This article was first published in The Khmer Times on February 22, 2024.
2023 was a challenging year for Cambodia’s real estate sector, marked by a decline in construction projects, excess supply, and low demand. The sustained downturn also triggered an alarm on shadow banking activities.
Market downturn
Cambodia’s real estate market has experienced a downturn since late 2022. According to the Ministry of Land Management, Urban Planning, and Construction (MLMUPC), total investment capital in real estate and construction projects fell to USD 2.97 billion in 2022, compared to USD 7.75 billion and USD 5.33 billion in 2020 and 2021, respectively. All segments including residential, industrial, and commercial projects experienced a slowdown (Figure 1). Purchasing power and readiness to buy also declined in 2023.
To make things worse, Cambodia’s real estate market is also facing an oversupply situation, especially for high-end and landed properties (Figure 2). The oversupply primarily originated from the 2019-2020 construction boom when developers raced to meet the demand of foreign investors. During the COVID-19 pandemic, foreign demand fell while most domestic buyers could not afford these properties. As a result of the low demand and excess supply, property prices came under pressure, with developers offering more discounts to sell their projects in 2023.
The rise of shadow banking
Concomitantly, the rise of shadow banking – lending activities taking place outside of the supervision of the National Bank of Cambodia (NBC) – poses a risk to the country’s financial system.

-- WORK REQUEST A --
In the Cambodian real estate article, what did total investment capital in real estate and construction projects fall to in 2022?
-- WORK REQUEST B --
From the Cambodian real estate article, return the stretch from "2023 was a challenging" through "declined in 2023.", copied word for word.

-- DATA EXTRACTS --
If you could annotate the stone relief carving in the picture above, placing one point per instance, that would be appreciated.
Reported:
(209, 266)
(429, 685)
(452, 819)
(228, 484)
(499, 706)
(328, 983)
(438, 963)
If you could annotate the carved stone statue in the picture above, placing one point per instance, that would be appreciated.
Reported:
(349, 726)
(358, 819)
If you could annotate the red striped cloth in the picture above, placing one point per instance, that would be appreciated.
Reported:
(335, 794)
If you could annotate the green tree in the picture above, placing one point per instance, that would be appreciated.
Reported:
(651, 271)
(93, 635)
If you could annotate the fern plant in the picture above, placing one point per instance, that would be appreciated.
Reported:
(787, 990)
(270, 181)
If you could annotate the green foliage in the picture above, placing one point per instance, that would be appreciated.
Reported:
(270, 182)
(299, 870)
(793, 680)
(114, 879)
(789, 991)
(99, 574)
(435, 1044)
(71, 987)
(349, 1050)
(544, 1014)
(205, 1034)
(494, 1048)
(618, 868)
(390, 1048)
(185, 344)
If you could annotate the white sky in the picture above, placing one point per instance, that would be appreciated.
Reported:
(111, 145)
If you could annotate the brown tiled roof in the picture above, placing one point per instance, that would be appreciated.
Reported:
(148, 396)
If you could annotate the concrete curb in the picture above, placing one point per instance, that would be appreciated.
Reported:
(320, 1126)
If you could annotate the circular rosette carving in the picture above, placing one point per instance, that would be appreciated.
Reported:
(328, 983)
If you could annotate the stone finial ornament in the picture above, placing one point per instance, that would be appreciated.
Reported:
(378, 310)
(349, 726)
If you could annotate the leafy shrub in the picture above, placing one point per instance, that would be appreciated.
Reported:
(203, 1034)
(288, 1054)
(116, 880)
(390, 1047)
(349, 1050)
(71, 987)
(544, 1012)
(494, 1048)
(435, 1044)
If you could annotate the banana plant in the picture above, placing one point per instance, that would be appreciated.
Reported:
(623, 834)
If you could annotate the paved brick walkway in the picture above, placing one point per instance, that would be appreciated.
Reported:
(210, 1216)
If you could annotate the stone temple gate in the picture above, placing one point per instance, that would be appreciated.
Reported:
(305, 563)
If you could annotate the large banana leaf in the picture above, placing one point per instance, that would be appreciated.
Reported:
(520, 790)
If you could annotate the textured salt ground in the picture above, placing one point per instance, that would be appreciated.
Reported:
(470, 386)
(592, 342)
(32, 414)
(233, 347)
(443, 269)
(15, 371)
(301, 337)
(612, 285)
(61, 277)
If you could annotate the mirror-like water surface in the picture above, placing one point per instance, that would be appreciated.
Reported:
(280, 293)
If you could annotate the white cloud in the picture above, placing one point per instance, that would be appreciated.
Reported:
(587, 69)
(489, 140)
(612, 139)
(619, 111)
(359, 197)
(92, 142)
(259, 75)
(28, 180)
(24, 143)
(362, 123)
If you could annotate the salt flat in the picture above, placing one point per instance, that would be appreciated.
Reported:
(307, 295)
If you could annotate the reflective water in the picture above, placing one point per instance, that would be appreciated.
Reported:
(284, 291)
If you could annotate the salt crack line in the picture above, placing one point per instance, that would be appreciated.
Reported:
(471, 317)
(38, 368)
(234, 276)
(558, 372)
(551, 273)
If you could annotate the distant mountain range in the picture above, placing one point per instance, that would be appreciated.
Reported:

-- RESPONSE BOX A --
USD 2.97 billion

-- RESPONSE BOX B --
2023 was a challenging year for Cambodia’s real estate sector, marked by a decline in construction projects, excess supply, and low demand. The sustained downturn also triggered an alarm on shadow banking activities.
Market downturn
Cambodia’s real estate market has experienced a downturn since late 2022. According to the Ministry of Land Management, Urban Planning, and Construction (MLMUPC), total investment capital in real estate and construction projects fell to USD 2.97 billion in 2022, compared to USD 7.75 billion and USD 5.33 billion in 2020 and 2021, respectively. All segments including residential, industrial, and commercial projects experienced a slowdown (Figure 1). Purchasing power and readiness to buy also declined in 2023.